[START]

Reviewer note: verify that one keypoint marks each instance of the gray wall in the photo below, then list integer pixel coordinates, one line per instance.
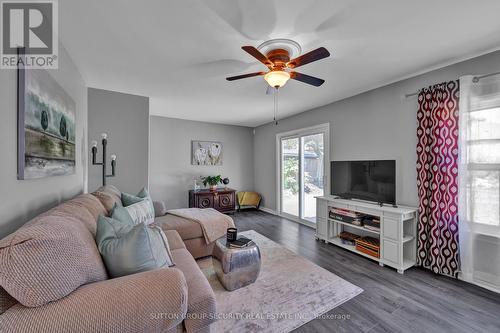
(172, 174)
(379, 124)
(125, 118)
(20, 200)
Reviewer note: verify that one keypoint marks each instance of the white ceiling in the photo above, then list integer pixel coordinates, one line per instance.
(179, 52)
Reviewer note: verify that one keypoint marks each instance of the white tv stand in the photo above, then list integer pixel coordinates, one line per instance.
(398, 230)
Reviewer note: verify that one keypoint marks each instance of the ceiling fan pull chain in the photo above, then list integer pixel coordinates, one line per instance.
(276, 108)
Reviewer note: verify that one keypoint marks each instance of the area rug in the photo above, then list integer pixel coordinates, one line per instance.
(289, 292)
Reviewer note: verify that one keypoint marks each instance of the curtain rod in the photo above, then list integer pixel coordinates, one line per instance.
(475, 79)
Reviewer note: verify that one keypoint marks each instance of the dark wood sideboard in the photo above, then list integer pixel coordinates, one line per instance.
(223, 199)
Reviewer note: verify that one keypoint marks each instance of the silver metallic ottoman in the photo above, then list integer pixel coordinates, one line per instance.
(235, 267)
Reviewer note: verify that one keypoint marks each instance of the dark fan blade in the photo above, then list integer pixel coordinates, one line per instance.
(270, 90)
(307, 79)
(309, 57)
(257, 55)
(244, 76)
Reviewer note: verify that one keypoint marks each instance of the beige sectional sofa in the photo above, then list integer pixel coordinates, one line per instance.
(52, 278)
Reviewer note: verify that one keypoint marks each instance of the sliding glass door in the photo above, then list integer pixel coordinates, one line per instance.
(302, 172)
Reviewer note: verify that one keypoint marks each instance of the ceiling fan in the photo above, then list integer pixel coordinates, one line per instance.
(279, 64)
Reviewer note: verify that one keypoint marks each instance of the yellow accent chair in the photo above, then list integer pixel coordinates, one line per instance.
(248, 200)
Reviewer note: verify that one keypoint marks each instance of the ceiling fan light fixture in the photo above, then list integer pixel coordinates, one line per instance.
(277, 78)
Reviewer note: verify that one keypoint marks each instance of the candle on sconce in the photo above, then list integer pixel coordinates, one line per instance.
(104, 143)
(94, 151)
(113, 164)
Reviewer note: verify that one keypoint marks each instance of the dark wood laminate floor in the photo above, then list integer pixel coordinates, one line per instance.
(418, 301)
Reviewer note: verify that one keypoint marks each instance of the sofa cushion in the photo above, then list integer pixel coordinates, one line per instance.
(6, 301)
(49, 258)
(143, 196)
(201, 298)
(187, 229)
(85, 208)
(174, 240)
(129, 248)
(141, 212)
(108, 200)
(111, 189)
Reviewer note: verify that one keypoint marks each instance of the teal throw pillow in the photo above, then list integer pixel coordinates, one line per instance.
(127, 248)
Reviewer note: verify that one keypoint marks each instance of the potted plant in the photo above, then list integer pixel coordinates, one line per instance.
(213, 181)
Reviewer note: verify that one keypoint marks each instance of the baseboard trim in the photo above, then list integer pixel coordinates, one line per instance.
(268, 210)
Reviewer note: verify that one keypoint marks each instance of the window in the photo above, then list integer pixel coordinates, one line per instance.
(483, 166)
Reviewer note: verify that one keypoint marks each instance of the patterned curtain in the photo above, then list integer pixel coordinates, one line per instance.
(437, 178)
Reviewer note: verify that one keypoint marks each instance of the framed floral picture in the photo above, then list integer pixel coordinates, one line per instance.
(206, 153)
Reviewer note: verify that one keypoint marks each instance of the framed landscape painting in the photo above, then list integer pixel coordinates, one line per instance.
(206, 153)
(46, 126)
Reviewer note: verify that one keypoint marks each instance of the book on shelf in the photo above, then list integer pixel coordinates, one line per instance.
(372, 228)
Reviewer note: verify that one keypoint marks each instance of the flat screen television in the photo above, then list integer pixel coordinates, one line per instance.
(365, 180)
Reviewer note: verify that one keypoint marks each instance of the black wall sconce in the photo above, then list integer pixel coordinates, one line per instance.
(104, 141)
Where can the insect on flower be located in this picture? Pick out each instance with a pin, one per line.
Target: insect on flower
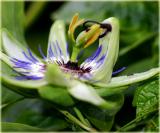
(98, 67)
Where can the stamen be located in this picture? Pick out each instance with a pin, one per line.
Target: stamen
(30, 53)
(118, 71)
(102, 25)
(41, 52)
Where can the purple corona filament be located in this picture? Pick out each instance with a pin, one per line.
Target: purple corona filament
(32, 68)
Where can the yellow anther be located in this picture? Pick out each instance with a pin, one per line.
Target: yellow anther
(73, 25)
(87, 38)
(92, 39)
(73, 22)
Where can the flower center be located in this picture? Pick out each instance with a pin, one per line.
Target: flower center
(72, 67)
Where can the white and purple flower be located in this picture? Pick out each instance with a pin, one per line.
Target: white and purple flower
(98, 67)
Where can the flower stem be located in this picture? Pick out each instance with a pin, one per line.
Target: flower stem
(75, 120)
(80, 116)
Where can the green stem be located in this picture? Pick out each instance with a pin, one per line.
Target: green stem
(80, 116)
(75, 53)
(75, 120)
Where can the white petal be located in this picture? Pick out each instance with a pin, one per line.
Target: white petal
(11, 46)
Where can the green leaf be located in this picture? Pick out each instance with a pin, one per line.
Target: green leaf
(13, 19)
(88, 94)
(35, 113)
(102, 118)
(85, 9)
(152, 125)
(18, 127)
(9, 97)
(146, 97)
(128, 80)
(56, 95)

[END]

- TASK DIRECTIONS: Offset everything from the line containing "Where can the green leaf" down to the last line of the records above, adding 99 to every coordinate in the answers. Write out all of those lines again, the requests included, keeping both the first and the last line.

- SOLUTION TO THIS TASK:
Where can the green leaf be located in this picture? Pick out each instance with a pin, one per line.
Target: green leaf
(112, 118)
(187, 193)
(134, 212)
(201, 217)
(184, 108)
(251, 224)
(117, 226)
(108, 196)
(245, 196)
(227, 179)
(155, 194)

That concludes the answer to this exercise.